_Short task 1:_
Filter the entries below and copy each line that contains the word "black".

_Document passage:_
★ ★ ★

According to UN’s statistical database, rice (the seed of the grass Oryza) as a cereal grain, is the most widely consumed staple food for most of the world’s population – and as such is crucial to the food security of over half the world population with its vital nutrition value. Even as an agricultural commodity, rice has the third-highest worldwide production, with a sheer 741.5 million tonnes being produced in 2014 alone. Suffice it to say, considering such figures, the cereal grain is easily among the most important food sources for our modern population. And now Chinese researchers have possibly pin-pointed how it all started, with their carbon-dating analysis suggesting that rice was first domesticated around 10,000 years ago.
The study is question here, conducted by researchers at Institute of Geology and Geophysics of the Chinese Academy of Sciences, was focused on the direct radiocarbon dating of phytoliths (fossilized particles of plant tissue) found at the Shangshan site in the Lower Yangtze, China. Now the site at Shangshan was previously also marked as the origin place for the cultivation of rice, but the data was derived via radiocarbon dating of organic matter in pottery shards. So the predicament with the earlier methods related to how such organic matter could be contaminated with older carbon sources.

★ ★ ★

Pointing and labeling entries:
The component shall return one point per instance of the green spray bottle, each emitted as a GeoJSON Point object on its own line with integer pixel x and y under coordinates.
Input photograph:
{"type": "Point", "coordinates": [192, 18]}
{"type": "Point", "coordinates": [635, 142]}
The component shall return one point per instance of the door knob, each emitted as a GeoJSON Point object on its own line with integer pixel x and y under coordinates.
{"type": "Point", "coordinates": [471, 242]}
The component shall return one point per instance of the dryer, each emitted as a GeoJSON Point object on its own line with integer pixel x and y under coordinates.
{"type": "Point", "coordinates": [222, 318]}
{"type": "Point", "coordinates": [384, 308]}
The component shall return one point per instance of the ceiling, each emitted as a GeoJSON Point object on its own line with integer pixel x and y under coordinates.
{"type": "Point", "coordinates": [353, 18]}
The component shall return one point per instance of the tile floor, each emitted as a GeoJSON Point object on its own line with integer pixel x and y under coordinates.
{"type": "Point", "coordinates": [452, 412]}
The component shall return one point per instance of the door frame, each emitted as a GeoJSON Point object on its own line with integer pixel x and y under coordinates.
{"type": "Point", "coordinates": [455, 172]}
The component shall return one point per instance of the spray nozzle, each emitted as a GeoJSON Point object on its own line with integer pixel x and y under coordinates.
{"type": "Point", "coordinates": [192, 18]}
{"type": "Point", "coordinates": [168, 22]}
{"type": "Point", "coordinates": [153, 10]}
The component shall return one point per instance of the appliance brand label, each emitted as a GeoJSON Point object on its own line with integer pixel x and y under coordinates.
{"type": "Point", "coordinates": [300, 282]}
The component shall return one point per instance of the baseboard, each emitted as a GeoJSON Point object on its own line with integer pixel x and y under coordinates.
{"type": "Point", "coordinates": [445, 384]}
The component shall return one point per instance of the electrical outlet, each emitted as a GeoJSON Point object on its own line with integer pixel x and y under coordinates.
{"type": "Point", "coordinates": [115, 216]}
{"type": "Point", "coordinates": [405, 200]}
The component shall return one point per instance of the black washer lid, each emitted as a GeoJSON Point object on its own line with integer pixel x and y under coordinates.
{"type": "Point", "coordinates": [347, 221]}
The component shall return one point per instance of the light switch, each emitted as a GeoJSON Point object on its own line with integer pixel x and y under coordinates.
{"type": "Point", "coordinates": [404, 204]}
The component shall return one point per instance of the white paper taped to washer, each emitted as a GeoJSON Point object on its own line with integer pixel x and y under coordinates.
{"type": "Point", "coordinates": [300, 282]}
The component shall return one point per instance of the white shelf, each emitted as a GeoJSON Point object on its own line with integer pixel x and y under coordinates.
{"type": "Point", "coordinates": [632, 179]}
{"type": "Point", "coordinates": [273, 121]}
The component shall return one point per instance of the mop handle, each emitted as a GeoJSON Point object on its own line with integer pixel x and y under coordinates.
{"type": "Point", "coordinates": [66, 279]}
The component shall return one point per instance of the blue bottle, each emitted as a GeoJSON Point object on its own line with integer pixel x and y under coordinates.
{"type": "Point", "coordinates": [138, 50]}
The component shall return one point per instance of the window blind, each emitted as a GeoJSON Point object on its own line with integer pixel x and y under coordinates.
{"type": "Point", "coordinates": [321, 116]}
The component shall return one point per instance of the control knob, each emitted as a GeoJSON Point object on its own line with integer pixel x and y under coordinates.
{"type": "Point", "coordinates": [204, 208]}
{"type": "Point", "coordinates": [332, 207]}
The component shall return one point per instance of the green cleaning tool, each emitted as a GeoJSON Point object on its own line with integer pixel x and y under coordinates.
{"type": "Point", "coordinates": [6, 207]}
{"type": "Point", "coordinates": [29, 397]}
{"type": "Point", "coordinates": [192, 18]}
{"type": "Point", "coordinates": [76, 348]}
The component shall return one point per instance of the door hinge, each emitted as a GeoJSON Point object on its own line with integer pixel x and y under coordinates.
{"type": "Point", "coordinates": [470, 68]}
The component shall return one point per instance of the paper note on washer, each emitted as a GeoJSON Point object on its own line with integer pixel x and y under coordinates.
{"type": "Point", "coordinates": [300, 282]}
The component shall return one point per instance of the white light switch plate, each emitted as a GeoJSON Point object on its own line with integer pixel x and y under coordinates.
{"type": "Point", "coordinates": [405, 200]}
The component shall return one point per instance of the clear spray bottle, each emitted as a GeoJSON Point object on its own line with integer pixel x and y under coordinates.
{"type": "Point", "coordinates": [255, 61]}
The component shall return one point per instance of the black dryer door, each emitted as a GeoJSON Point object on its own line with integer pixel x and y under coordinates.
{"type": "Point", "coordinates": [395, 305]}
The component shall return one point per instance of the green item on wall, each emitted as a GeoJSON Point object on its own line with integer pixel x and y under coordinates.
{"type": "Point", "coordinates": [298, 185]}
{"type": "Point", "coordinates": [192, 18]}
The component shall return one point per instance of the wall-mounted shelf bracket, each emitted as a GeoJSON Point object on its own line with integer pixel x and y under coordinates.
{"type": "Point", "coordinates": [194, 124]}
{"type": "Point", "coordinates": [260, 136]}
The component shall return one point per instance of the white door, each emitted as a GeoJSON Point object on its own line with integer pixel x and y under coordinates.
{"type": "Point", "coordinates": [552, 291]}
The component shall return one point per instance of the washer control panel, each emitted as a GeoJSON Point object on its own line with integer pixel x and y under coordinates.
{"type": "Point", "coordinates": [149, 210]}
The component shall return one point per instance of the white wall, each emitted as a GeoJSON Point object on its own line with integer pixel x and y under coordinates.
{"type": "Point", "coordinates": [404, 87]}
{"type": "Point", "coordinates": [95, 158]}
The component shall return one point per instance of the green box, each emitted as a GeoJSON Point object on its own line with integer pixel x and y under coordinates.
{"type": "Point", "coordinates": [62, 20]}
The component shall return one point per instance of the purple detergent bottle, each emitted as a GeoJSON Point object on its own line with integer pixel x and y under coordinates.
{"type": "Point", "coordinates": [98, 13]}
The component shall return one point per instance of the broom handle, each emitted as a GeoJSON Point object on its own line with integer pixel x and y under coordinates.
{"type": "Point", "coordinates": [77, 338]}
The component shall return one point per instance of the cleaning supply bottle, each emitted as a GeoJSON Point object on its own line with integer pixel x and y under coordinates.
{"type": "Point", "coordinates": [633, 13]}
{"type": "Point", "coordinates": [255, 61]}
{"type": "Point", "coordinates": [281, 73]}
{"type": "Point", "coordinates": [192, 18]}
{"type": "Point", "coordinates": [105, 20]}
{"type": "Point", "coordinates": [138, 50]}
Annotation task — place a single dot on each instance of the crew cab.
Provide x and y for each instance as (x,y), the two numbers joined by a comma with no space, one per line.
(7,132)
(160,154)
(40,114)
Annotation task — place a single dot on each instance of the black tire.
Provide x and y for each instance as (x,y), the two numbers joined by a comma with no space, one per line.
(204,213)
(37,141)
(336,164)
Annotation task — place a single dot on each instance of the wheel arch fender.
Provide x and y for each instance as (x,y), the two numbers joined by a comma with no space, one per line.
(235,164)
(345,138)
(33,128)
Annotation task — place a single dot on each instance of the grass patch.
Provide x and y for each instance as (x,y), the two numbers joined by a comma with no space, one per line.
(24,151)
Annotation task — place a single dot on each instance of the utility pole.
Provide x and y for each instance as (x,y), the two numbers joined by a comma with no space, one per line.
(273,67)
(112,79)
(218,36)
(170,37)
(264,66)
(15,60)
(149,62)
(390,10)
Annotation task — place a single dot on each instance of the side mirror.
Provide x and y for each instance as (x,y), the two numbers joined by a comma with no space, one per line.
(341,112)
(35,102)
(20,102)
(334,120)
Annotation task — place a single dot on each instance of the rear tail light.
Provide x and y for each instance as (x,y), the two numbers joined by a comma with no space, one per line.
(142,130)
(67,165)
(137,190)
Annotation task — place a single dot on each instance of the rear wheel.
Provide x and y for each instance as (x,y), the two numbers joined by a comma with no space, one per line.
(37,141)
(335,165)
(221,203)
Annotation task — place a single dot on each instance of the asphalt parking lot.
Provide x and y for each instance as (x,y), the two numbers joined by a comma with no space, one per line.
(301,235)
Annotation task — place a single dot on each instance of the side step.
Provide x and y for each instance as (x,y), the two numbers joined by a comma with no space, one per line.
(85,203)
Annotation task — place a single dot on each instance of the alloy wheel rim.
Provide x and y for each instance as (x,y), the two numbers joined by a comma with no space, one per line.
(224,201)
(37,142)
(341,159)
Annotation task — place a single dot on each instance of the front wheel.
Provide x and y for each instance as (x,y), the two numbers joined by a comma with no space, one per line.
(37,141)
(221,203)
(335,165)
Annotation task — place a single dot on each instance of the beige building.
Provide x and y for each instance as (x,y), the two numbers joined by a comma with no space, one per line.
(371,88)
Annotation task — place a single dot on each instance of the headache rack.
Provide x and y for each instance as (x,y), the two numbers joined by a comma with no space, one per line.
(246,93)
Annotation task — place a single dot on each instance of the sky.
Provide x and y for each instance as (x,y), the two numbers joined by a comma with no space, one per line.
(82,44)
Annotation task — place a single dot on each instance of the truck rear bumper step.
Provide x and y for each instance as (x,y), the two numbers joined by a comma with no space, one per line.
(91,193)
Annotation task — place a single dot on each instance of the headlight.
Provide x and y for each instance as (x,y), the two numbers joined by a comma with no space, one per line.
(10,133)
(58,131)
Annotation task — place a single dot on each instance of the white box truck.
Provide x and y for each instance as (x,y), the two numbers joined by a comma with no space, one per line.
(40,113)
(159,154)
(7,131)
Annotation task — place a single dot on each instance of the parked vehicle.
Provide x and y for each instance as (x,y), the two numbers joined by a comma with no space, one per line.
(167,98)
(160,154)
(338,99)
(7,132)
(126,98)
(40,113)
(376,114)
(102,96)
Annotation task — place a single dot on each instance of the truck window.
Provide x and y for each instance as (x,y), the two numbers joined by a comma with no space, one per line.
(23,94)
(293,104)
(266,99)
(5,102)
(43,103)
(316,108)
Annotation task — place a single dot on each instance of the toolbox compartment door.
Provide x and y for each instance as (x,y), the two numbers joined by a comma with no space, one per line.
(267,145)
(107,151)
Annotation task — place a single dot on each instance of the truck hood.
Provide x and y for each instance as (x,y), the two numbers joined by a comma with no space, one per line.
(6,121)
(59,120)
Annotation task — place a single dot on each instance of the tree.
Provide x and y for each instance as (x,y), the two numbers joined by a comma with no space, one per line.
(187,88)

★ ★ ★

_Short task 2:_
According to the passage on rice domestication, how much rice was produced worldwide in 2014?

_Correct output 1:_
The component shall return one point per instance of the black washer lid, each emitted as a GeoJSON Point object on its own line with integer pixel x and y under coordinates.
The component shall return one point per instance of the black dryer door, each emitted as a GeoJSON Point object on its own line with integer pixel x and y under coordinates.
Annotation task — place a single dot on each instance of the black tire.

_Correct output 2:_
741.5 million tonnes.